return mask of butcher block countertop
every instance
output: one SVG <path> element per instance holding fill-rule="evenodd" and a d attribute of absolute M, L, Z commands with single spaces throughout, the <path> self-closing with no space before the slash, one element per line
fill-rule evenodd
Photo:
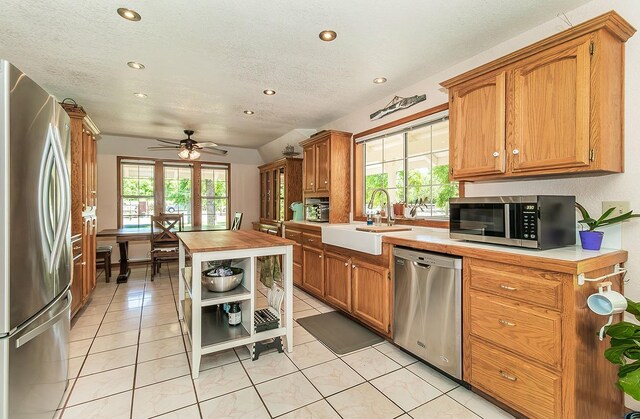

▶ **REQUIRED TASK**
Write out the entries above word for word, leaving out the picture.

▶ **ANSWER TO THIS EXERCISE**
return mask of butcher block countertop
every instance
output: one SVG <path> element per instance holding fill-rule="evenodd" and a d attribute of absolute M, L, Z commands with single spaces throughout, the <path> self-closing with no space before the slash, one element per line
fill-rule evenodd
Photo:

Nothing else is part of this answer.